* **THE TASK**: From the records below, transcribe only the lines running from the one with "For every instance of the red" through the one with "For every instance of the round". Keep both of those end lines.

====== MATERIAL FOR THIS TASK ======

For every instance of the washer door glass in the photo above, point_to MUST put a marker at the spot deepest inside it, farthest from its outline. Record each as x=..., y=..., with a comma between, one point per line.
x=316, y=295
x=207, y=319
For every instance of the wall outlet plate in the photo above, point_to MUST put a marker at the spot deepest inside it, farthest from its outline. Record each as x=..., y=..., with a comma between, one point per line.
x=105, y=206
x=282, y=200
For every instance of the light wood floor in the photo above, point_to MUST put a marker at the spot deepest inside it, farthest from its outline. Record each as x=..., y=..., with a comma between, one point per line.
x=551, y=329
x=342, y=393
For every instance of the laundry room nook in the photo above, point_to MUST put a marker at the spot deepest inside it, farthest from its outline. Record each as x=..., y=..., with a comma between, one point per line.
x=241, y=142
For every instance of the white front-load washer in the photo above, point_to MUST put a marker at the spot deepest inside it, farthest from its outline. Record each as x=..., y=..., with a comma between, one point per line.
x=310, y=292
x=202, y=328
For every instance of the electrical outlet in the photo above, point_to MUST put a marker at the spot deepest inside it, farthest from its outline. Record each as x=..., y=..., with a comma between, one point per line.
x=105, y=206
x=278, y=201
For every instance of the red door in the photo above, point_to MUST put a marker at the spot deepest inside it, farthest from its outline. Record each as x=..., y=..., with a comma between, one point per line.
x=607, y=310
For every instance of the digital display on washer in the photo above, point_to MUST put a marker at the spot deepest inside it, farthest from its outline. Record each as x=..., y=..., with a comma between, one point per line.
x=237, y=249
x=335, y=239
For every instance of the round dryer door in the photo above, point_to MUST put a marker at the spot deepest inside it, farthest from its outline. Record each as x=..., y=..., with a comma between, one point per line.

======
====== MATERIAL FOR THIS TASK ======

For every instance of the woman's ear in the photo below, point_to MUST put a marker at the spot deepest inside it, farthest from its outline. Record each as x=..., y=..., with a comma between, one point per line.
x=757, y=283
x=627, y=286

======
====== MATERIAL FOR THIS TASK ======

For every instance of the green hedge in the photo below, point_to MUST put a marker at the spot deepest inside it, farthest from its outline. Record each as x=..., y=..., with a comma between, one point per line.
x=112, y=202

======

* **FINISHED EXERCISE**:
For every instance of the red door in the photo above, point_to MUST put a marker at the spot deepest inside it, farthest from its outline. Record each as x=..., y=..., with a comma between, one point per line.
x=607, y=310
For every instance of the digital display on washer in the photo above, point_to MUST put a marker at the spot deepest inside it, farthest from its outline. Record each as x=..., y=..., with a comma between, one point per line.
x=237, y=249
x=335, y=239
For every instance of the round dryer door in the photo above, point_to MUST put a marker at the spot deepest inside it, farthest from its outline. Record each as x=..., y=..., with a comma between, one point per line.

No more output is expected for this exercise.